WORK ORDER:
Word for word, return each entry that follows, with every image removed.

EXTRACTED RECORDS:
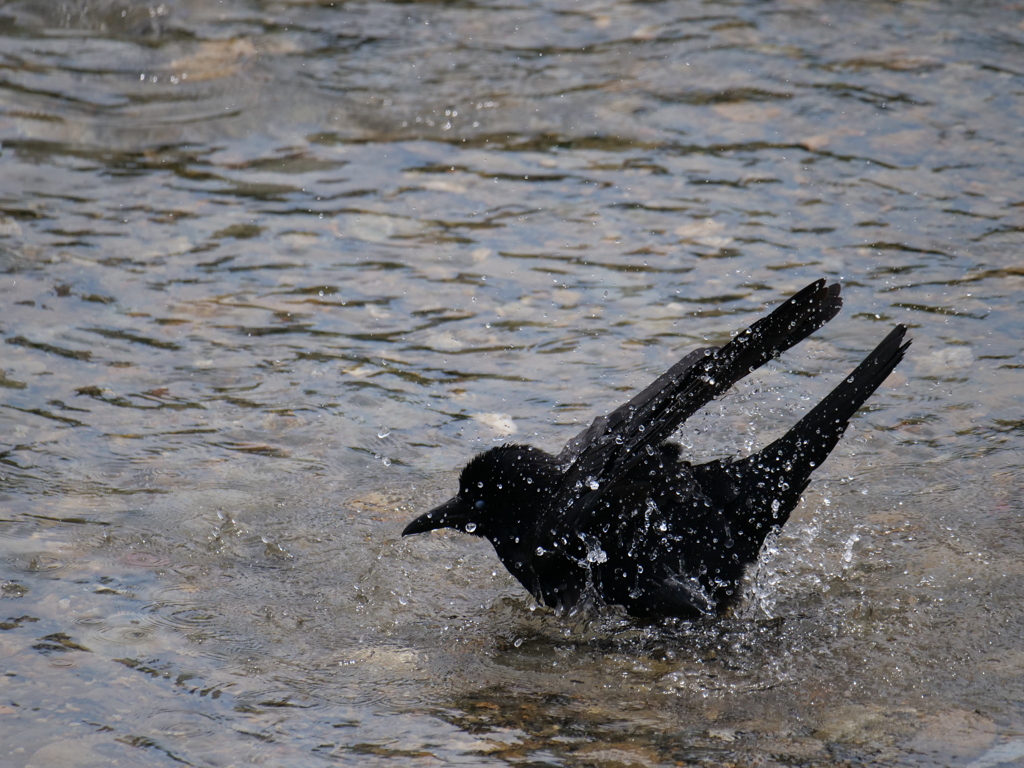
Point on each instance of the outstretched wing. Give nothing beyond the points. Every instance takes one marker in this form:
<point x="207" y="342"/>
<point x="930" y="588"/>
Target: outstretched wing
<point x="614" y="444"/>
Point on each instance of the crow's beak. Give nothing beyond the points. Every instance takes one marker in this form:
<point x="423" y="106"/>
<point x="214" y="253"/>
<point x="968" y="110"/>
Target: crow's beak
<point x="452" y="514"/>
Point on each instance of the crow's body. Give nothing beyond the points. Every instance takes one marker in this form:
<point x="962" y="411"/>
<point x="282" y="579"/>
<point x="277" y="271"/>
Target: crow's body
<point x="621" y="518"/>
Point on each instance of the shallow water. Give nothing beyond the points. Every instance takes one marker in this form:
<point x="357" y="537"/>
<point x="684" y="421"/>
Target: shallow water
<point x="270" y="271"/>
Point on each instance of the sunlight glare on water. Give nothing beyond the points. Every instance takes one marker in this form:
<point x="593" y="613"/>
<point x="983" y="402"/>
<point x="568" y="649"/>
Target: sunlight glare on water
<point x="271" y="272"/>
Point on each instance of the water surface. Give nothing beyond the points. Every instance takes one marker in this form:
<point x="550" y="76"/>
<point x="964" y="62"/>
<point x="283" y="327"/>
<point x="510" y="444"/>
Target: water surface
<point x="271" y="271"/>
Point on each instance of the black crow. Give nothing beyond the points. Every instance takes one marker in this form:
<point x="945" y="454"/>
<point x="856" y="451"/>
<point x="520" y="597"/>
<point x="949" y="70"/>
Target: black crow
<point x="620" y="518"/>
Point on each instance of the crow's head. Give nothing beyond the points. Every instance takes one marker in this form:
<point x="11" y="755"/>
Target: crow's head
<point x="499" y="491"/>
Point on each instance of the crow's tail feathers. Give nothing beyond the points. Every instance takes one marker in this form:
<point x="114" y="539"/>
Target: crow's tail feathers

ANSWER:
Point on each instance of the outstretched wing. Give nothing beyond the points. Every instance takes one marker in this form:
<point x="207" y="342"/>
<point x="930" y="588"/>
Target: outstretched wing
<point x="614" y="444"/>
Point on each instance of the crow's beak. Give nothing beyond the points. Every instance takes one marker in this form:
<point x="423" y="106"/>
<point x="214" y="253"/>
<point x="968" y="110"/>
Target: crow's beak
<point x="452" y="514"/>
Point on each instance of the crow's body. Give nothing beyond the points. Every instance takes one marker in this form:
<point x="962" y="411"/>
<point x="282" y="579"/>
<point x="277" y="271"/>
Target: crow's body
<point x="621" y="518"/>
Point on each instance of the shallow water. Give nothing beyond the points. Every instance takes one marker in this form:
<point x="357" y="537"/>
<point x="684" y="421"/>
Target: shallow water
<point x="270" y="271"/>
Point on each instance of the sunlight glare on water. Give nothing beyond the points. Every instance takes one marker in this form:
<point x="593" y="613"/>
<point x="983" y="402"/>
<point x="568" y="649"/>
Target: sunlight glare on water
<point x="271" y="272"/>
Point on each instance of the water surface. Give nothing beyond the points. Every instance takes one marker in this form:
<point x="550" y="76"/>
<point x="964" y="62"/>
<point x="283" y="327"/>
<point x="510" y="444"/>
Target: water surface
<point x="271" y="271"/>
Point on each instance of the black crow. Give nothing beyond the points. Every instance takes one marker in this form:
<point x="945" y="454"/>
<point x="856" y="451"/>
<point x="520" y="597"/>
<point x="949" y="70"/>
Target: black crow
<point x="620" y="518"/>
Point on each instance of the crow's head. Give nothing beyond the points. Every instance takes one marker in this form:
<point x="11" y="755"/>
Target: crow's head
<point x="499" y="491"/>
Point on each instance of the crow's tail feathers. Give nothing beyond the points. Every instance takes one marker in this form:
<point x="114" y="539"/>
Target: crow's tail feathers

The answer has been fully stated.